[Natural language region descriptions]
▬▬▬▬▬▬
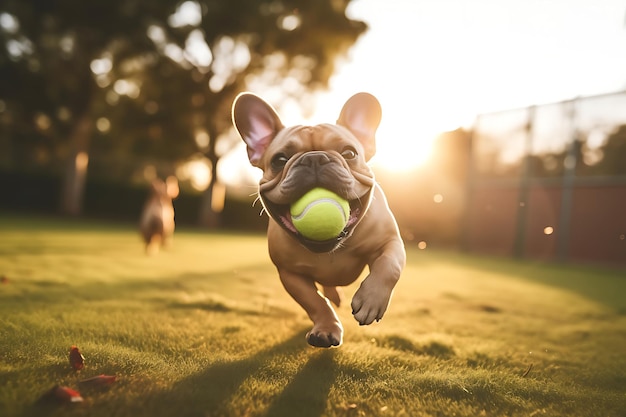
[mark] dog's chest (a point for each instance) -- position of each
(333, 269)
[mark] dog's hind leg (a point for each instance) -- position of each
(333, 294)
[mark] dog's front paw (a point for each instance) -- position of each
(369, 304)
(325, 335)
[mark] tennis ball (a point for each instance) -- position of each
(320, 214)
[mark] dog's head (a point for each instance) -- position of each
(296, 159)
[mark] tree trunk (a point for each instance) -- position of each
(212, 199)
(73, 187)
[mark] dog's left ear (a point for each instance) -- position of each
(361, 115)
(257, 123)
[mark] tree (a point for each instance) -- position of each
(155, 76)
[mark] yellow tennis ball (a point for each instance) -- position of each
(320, 214)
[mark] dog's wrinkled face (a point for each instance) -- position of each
(296, 159)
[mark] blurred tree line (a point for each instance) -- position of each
(128, 89)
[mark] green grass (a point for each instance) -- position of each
(205, 329)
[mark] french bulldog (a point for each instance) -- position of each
(333, 156)
(157, 217)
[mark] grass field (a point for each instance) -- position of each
(205, 329)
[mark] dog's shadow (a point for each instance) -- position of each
(215, 390)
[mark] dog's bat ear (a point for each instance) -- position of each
(361, 115)
(257, 123)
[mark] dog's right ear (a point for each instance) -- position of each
(257, 123)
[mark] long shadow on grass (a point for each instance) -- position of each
(307, 394)
(244, 386)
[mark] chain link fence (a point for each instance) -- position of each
(549, 182)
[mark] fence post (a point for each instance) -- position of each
(567, 190)
(522, 208)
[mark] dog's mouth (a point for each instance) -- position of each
(281, 214)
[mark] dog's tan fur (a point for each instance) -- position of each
(293, 161)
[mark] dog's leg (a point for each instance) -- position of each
(333, 294)
(327, 330)
(372, 298)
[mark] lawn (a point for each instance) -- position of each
(205, 329)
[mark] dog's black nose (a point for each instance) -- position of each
(314, 158)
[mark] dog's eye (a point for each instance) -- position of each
(279, 161)
(349, 153)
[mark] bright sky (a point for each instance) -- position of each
(435, 64)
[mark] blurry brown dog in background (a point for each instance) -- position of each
(157, 219)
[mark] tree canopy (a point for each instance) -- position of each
(130, 83)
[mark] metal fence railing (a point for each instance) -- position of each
(549, 181)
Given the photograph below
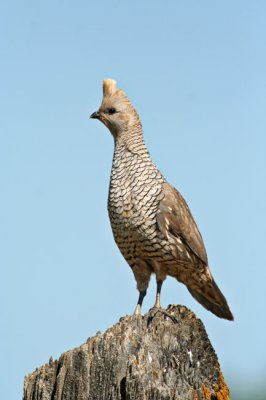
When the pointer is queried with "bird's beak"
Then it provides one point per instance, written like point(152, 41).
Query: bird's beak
point(95, 115)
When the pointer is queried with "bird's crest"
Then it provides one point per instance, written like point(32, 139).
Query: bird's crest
point(110, 89)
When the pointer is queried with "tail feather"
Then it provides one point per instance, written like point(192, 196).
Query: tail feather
point(214, 301)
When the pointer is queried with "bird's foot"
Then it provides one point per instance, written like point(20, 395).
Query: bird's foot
point(137, 310)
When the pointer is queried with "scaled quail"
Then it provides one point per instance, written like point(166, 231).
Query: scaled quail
point(151, 222)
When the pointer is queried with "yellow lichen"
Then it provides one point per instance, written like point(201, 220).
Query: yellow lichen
point(221, 390)
point(206, 393)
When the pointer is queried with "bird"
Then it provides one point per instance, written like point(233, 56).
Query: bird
point(151, 222)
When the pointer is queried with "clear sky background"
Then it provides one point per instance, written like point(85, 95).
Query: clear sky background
point(196, 73)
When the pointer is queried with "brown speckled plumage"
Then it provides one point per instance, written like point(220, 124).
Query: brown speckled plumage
point(151, 222)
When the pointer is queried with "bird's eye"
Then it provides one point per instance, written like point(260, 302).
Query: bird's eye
point(111, 110)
▬▬▬▬▬▬
• Task to complete: Each line above that contains the word "with" must be copied.

• Answer area:
When the pointer is queried with "bird's beak"
When the pointer is queried with "bird's crest"
When the pointer is queried with "tail feather"
When the pointer is queried with "bird's foot"
When the pointer is queried with "scaled quail"
When the pointer is queried with "yellow lichen"
When the pointer is queried with "bird"
When the pointer is queried with "clear sky background"
When the pointer is queried with "brown speckled plumage"
When the pointer is queried with "bird's eye"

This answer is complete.